══ Data supplied

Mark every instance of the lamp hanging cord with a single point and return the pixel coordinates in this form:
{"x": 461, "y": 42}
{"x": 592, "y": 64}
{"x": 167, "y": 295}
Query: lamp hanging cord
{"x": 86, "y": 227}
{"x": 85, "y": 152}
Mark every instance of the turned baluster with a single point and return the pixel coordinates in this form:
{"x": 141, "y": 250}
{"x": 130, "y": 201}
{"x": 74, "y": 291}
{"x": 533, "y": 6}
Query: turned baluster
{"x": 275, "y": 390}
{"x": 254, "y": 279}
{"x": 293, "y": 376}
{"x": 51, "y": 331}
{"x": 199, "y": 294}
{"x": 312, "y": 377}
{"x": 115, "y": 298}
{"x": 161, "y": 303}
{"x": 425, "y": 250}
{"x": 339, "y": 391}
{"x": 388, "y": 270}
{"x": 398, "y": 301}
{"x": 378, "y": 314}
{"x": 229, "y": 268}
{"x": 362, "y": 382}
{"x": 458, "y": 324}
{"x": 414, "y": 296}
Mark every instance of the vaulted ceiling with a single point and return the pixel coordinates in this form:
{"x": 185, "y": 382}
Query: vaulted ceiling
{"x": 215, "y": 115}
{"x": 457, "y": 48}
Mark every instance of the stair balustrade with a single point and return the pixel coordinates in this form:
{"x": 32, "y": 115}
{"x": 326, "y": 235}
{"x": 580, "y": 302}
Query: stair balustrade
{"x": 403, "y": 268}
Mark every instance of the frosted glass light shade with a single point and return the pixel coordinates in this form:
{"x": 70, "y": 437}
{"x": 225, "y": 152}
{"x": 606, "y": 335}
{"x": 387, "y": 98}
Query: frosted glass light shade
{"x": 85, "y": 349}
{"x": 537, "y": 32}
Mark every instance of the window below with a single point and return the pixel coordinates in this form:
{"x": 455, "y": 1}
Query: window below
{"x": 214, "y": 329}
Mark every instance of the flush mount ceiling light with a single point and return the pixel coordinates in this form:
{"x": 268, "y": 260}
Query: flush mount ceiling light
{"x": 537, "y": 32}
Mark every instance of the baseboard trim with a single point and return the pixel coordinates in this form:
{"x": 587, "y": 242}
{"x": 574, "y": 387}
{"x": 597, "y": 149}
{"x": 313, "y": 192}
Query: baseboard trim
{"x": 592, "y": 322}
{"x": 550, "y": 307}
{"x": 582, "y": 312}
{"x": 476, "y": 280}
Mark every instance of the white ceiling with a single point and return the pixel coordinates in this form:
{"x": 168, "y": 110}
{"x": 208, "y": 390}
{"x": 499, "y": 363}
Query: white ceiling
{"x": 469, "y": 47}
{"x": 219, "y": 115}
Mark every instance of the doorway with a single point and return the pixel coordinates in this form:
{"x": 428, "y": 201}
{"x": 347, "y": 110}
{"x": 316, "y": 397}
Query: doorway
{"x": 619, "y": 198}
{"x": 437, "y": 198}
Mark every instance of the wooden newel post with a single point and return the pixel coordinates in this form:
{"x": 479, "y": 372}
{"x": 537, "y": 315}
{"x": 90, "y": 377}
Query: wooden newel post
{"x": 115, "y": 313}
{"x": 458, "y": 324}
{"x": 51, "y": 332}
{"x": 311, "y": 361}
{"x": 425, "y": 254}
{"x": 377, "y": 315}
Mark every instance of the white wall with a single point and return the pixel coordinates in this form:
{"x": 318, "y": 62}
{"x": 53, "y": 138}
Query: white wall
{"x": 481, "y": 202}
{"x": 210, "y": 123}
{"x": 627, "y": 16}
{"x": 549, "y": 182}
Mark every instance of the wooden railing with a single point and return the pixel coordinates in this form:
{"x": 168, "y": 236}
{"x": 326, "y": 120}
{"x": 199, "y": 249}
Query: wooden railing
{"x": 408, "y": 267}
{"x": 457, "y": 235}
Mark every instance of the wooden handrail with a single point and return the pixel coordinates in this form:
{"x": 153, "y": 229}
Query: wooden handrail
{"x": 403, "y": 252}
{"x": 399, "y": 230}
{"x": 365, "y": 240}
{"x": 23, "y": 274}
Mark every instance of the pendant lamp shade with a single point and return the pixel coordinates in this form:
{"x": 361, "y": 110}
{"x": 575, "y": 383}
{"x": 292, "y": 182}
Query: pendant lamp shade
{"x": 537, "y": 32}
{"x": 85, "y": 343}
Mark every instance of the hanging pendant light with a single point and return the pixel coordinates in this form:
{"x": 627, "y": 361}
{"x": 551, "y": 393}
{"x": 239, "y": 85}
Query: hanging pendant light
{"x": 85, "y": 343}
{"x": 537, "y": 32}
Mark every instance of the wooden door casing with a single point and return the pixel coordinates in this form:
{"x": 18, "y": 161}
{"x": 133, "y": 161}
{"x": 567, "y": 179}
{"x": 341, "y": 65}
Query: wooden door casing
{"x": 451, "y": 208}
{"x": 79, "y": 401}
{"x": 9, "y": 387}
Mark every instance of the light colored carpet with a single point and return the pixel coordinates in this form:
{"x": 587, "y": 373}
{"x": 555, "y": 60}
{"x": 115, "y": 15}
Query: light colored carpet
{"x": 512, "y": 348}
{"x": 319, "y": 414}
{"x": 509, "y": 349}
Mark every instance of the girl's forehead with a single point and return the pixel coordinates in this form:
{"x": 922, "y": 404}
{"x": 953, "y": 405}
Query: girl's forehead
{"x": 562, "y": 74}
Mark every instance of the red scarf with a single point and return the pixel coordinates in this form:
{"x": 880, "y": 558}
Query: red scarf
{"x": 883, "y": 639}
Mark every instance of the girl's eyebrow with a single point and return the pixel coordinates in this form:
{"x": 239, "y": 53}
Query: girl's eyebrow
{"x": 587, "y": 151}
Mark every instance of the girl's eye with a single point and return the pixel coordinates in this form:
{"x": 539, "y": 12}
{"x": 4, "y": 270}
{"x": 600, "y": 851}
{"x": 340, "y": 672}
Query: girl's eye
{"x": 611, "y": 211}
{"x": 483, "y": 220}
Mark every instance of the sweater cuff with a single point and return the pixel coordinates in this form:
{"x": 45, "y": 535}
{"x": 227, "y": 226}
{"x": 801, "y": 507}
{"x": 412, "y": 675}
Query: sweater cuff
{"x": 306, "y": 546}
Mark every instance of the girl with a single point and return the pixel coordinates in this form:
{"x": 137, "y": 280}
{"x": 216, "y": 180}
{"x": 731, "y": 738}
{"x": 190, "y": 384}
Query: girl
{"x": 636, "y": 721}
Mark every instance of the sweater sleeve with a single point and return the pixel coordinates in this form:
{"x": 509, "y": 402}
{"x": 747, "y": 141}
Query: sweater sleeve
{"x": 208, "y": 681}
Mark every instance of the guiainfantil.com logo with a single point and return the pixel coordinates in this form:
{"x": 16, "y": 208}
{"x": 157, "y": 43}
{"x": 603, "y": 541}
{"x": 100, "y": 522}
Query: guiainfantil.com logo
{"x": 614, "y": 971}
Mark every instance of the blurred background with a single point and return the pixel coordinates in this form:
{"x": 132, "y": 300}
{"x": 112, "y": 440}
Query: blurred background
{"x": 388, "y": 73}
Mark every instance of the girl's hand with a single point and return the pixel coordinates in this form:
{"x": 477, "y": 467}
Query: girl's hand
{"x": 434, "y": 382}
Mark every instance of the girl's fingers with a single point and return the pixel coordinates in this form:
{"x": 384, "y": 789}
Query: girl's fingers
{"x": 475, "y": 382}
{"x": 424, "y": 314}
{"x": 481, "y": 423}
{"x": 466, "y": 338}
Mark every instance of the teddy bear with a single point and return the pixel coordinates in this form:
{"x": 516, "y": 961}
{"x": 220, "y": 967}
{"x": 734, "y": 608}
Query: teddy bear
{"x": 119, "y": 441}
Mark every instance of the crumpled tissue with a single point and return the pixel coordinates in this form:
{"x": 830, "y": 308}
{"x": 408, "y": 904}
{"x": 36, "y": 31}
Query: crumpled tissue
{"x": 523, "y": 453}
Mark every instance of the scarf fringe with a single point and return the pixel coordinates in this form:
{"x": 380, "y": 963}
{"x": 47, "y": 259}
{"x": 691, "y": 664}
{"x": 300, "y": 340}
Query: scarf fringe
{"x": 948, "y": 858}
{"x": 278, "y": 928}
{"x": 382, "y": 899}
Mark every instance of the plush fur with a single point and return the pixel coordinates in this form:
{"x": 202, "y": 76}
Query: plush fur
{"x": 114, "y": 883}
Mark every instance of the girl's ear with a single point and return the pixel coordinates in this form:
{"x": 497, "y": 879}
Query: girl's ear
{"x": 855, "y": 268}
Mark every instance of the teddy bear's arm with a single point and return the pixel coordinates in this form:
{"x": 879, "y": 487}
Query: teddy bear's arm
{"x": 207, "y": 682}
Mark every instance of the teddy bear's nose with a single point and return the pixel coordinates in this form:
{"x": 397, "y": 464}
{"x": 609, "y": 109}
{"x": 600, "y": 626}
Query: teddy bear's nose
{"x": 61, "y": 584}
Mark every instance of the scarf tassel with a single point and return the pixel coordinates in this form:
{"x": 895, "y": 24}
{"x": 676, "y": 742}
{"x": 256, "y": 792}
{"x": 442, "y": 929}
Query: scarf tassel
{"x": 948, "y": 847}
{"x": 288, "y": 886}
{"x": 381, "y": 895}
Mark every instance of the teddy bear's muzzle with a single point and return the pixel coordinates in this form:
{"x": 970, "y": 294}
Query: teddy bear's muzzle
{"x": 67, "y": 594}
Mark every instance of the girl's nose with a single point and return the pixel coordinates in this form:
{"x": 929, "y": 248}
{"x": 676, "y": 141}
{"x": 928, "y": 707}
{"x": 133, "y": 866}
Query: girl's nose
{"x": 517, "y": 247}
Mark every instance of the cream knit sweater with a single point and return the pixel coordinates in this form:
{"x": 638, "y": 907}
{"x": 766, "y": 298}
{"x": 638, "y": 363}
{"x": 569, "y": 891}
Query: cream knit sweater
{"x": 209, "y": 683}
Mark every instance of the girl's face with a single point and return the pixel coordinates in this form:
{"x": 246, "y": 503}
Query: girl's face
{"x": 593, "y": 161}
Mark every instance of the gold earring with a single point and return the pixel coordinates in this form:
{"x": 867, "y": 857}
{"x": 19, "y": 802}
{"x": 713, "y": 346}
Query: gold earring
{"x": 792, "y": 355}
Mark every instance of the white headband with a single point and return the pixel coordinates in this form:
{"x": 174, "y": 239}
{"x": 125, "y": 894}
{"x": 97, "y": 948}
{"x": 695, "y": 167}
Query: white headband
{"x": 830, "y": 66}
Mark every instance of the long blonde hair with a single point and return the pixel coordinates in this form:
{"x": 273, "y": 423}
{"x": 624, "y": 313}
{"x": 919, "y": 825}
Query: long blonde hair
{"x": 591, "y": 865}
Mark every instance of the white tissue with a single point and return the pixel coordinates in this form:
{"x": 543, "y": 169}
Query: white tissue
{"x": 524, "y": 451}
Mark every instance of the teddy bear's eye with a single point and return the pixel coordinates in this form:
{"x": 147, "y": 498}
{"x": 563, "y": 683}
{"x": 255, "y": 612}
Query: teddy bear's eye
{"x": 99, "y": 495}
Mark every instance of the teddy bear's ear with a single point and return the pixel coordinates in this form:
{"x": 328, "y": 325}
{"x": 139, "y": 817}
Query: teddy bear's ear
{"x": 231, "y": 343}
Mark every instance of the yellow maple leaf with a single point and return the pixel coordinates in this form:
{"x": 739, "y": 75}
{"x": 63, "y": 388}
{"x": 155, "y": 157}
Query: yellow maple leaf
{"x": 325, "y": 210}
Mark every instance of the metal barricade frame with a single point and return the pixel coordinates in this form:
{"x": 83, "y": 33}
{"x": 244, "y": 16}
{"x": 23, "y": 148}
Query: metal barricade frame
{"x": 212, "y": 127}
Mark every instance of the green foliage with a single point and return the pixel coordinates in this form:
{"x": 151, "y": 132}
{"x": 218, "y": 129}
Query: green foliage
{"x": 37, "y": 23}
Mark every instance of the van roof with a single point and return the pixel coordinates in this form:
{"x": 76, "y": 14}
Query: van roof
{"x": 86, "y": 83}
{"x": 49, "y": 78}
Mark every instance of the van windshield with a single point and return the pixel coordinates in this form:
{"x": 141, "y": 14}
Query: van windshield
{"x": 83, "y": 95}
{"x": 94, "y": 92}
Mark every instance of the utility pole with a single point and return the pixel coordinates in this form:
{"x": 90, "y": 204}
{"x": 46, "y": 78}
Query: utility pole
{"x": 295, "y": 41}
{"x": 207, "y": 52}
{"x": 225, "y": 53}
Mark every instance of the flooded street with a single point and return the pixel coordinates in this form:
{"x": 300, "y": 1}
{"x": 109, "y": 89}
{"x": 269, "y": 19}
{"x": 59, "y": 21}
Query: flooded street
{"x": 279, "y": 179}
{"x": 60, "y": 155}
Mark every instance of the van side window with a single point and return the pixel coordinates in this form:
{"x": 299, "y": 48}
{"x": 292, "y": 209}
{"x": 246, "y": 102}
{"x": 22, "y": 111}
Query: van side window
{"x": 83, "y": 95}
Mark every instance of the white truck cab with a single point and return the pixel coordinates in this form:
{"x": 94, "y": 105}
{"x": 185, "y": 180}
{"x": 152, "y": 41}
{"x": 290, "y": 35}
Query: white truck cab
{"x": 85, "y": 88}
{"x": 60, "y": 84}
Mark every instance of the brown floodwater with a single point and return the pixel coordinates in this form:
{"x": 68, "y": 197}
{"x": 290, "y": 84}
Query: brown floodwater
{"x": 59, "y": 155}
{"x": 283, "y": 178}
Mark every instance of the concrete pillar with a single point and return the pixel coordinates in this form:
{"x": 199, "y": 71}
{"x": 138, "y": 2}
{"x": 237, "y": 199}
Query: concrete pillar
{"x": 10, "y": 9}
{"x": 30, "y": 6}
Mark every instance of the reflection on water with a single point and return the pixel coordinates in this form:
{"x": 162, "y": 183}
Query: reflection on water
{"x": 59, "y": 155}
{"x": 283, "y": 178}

════

For this exercise, repeat exactly the lines of the data above from the one with "Mark every instance of the hanging" down to the one with "Mark every instance of the light", both end lines included.

Finished task:
Mark every instance of the hanging pendant light with a single point and return the pixel coordinates in this form:
{"x": 627, "y": 361}
{"x": 551, "y": 393}
{"x": 239, "y": 85}
Query: hanging pendant light
{"x": 85, "y": 343}
{"x": 537, "y": 32}
Mark every instance of the wooden door casing with a single point and return the pixel coordinates in this form:
{"x": 18, "y": 161}
{"x": 133, "y": 161}
{"x": 567, "y": 179}
{"x": 341, "y": 65}
Query: wooden door casing
{"x": 451, "y": 208}
{"x": 79, "y": 401}
{"x": 9, "y": 387}
Mark every instance of the light colored carpet with a single point and return the pixel coordinates in this form:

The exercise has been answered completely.